▶ Objective
Which lines in the entries below contain the string "vegetation", with case counting? Pull out each of those lines in full.
Start of Records to process
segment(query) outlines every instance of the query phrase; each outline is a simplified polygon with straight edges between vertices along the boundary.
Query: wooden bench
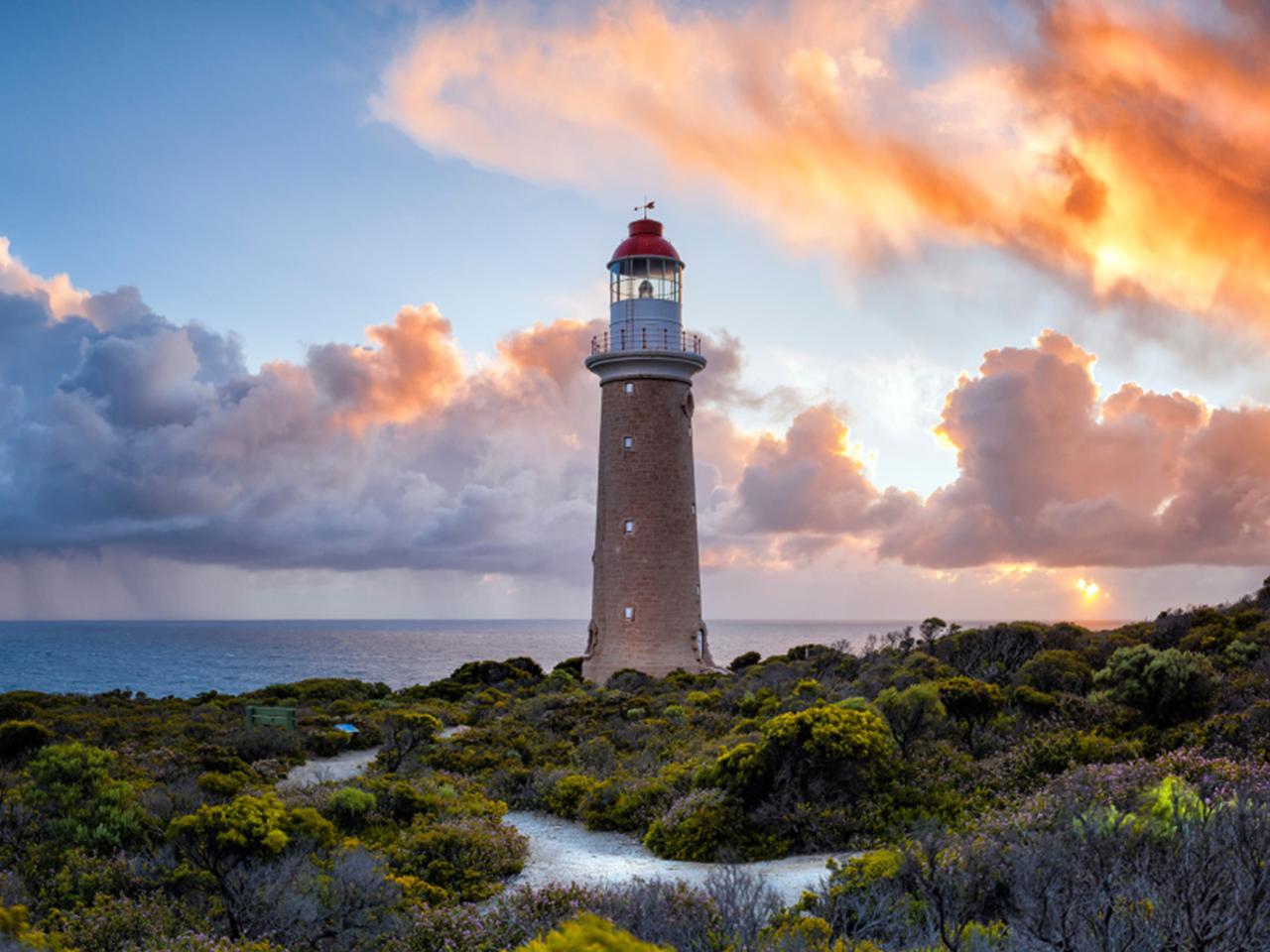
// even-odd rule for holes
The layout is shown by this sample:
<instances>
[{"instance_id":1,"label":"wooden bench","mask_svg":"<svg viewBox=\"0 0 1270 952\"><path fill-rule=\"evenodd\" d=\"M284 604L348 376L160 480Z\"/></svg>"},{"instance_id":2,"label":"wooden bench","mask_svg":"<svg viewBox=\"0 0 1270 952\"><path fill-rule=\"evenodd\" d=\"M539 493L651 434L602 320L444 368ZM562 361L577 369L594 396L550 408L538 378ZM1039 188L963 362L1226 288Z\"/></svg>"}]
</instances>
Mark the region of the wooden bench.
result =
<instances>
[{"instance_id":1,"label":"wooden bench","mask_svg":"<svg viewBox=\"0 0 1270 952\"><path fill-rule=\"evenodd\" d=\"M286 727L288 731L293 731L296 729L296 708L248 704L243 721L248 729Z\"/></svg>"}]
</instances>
End of Records to process
Start of Records to process
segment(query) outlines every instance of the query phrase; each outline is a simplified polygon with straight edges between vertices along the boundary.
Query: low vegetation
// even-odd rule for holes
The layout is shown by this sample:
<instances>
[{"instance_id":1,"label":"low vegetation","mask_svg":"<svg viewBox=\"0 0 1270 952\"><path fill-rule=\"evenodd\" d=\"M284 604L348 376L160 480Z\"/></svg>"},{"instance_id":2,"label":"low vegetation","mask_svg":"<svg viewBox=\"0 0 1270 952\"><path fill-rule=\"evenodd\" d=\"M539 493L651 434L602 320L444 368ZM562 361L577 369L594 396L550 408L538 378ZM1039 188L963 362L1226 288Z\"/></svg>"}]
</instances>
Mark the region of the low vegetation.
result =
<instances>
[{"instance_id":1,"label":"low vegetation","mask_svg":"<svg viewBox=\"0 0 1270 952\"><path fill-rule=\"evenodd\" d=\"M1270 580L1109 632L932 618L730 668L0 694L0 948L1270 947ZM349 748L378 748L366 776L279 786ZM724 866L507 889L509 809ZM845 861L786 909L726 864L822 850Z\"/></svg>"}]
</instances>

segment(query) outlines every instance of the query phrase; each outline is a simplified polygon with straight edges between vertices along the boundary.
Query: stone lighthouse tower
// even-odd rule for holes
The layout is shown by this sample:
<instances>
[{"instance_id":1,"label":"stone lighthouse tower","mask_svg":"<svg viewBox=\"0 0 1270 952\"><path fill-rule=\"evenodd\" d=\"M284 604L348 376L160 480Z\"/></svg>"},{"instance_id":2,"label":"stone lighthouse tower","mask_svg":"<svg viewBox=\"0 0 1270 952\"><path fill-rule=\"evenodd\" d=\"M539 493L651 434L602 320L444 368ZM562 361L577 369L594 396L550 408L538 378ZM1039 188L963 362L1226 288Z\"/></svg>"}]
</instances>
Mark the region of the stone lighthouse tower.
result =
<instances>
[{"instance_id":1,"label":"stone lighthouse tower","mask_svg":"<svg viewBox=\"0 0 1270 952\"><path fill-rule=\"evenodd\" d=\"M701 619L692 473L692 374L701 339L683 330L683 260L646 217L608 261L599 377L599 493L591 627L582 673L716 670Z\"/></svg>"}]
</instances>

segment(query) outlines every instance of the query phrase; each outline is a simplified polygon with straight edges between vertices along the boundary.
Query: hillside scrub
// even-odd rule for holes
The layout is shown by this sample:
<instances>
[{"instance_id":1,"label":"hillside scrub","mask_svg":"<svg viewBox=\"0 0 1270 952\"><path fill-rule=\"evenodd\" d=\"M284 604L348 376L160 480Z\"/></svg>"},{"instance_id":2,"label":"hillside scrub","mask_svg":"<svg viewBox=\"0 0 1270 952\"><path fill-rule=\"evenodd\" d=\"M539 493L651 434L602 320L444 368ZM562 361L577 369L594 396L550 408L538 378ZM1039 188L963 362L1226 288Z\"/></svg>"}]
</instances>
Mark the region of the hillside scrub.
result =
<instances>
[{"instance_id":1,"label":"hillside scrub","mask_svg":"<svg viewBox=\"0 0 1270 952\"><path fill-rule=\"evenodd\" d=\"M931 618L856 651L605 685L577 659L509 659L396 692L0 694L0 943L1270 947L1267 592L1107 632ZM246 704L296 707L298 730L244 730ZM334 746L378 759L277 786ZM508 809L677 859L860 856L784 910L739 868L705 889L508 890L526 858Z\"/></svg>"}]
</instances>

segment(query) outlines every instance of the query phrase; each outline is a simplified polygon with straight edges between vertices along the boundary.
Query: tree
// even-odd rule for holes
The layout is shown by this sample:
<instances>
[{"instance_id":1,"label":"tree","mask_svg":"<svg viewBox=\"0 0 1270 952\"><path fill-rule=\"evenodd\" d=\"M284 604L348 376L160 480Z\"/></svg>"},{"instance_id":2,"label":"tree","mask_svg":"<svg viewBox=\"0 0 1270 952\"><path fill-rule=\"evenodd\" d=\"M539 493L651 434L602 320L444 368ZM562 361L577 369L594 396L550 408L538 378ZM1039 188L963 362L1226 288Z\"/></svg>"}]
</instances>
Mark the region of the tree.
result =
End of Records to process
Start of Records to process
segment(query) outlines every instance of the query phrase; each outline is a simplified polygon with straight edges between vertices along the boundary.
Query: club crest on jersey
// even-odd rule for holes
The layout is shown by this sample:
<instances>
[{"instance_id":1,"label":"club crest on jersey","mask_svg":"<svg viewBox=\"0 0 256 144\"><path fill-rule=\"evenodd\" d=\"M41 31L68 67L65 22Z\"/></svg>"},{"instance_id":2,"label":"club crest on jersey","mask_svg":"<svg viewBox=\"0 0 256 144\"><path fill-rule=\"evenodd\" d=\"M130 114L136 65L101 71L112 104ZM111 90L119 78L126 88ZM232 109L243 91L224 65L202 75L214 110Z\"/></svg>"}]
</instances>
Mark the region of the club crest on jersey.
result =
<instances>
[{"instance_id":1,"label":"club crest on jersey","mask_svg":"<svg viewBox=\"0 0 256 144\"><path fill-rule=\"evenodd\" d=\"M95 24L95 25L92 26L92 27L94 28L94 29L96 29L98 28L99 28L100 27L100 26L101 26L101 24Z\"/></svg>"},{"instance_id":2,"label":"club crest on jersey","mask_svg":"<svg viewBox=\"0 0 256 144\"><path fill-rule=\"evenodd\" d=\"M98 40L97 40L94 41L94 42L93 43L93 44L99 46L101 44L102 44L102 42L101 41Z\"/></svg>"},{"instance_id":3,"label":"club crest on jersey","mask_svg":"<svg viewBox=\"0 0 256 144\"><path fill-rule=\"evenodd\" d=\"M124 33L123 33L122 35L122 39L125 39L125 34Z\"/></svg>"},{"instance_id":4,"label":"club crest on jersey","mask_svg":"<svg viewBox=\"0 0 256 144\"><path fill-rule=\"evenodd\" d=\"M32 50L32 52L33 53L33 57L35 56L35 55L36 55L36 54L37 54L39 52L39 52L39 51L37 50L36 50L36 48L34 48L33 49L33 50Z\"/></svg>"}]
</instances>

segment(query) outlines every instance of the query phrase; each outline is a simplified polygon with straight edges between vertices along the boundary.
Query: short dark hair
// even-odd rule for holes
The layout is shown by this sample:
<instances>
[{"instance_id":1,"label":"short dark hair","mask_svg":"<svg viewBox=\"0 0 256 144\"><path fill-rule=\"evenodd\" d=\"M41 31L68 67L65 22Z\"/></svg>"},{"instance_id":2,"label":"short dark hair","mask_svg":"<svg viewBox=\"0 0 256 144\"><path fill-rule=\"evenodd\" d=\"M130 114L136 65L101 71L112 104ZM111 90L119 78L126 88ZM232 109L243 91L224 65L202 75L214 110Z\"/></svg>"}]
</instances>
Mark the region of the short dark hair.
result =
End of Records to process
▶ Response
Query: low vegetation
[{"instance_id":1,"label":"low vegetation","mask_svg":"<svg viewBox=\"0 0 1270 952\"><path fill-rule=\"evenodd\" d=\"M284 604L348 376L160 480Z\"/></svg>"},{"instance_id":2,"label":"low vegetation","mask_svg":"<svg viewBox=\"0 0 1270 952\"><path fill-rule=\"evenodd\" d=\"M539 493L651 434L602 320L444 368ZM562 361L577 369L594 396L550 408L538 378ZM1039 188L963 362L1226 288Z\"/></svg>"}]
Mark the region of the low vegetation.
[{"instance_id":1,"label":"low vegetation","mask_svg":"<svg viewBox=\"0 0 1270 952\"><path fill-rule=\"evenodd\" d=\"M1270 580L1109 632L932 618L730 668L0 694L0 948L1270 947ZM349 748L378 748L366 776L279 786ZM724 866L507 889L509 809ZM845 861L786 909L726 864L822 850Z\"/></svg>"}]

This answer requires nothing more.